=== WHAT YOU SHOULD DO ===
Output exactly the lines that run from the line with "A point falls on each instance of the dog's hind" to the end of the material, both ends included, and no other lines.
── RAW DATA
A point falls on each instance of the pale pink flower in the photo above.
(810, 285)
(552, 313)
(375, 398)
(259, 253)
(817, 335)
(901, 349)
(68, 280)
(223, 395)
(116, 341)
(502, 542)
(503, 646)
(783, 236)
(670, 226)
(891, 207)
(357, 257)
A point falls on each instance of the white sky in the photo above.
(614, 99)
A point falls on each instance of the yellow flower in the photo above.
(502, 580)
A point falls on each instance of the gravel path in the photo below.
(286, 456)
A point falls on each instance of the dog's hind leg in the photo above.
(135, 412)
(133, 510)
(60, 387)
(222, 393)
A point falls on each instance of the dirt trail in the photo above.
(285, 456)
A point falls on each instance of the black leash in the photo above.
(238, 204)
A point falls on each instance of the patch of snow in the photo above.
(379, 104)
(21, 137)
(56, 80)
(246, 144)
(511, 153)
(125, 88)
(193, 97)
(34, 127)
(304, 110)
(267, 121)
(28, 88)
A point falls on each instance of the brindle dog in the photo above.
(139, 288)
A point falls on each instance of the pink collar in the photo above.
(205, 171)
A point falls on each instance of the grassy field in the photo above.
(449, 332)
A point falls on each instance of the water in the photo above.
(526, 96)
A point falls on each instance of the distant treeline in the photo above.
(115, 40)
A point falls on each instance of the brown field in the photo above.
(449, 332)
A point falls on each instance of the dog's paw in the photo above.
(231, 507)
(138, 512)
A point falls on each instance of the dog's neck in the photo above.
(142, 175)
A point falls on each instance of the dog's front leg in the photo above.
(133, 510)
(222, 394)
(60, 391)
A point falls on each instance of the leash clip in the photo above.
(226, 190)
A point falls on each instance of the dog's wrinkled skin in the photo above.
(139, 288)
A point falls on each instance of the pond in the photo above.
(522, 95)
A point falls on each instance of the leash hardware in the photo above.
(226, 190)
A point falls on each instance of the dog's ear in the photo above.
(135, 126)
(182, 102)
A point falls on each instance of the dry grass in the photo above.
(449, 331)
────
=== ANSWER ===
A point falls on each instance of the dog's hind leg in the photo above.
(135, 412)
(133, 510)
(60, 387)
(222, 393)
A point falls on each instance of the dirt trail in the photo above.
(285, 456)
A point falls on each instance of the black leash in the photo above.
(238, 204)
A point falls on each instance of the patch of snow in the photo above.
(379, 104)
(21, 137)
(56, 80)
(246, 144)
(511, 153)
(125, 88)
(193, 97)
(34, 127)
(304, 110)
(267, 121)
(28, 88)
A point falls on each instance of the brindle dog in the photo above.
(139, 288)
A point falls on each instance of the pink collar in the photo above.
(205, 171)
A point falls on each instance of the grassy field in the photo above.
(449, 332)
A point falls on each instance of the water in the photo above.
(526, 96)
A point falls on each instance of the distant treeline in the photo above.
(115, 40)
A point falls on each instance of the brown field in the photo above.
(449, 332)
A point falls on each instance of the dog's paw in the photo above.
(231, 507)
(138, 512)
A point falls on each instance of the dog's neck in the photo above.
(142, 175)
A point falls on each instance of the dog's front leg in the photo above.
(133, 510)
(222, 394)
(60, 391)
A point falls on each instance of the leash clip in the photo above.
(226, 190)
A point falls on each instance of the dog's wrinkled skin in the photo above.
(139, 288)
A point falls on each instance of the pond in the photo above.
(522, 95)
A point falls on each instance of the leash hardware in the photo above.
(226, 190)
A point falls on each instance of the dog's ear in the photo above.
(135, 126)
(182, 102)
A point falls on each instance of the dry grass in the photo above.
(449, 331)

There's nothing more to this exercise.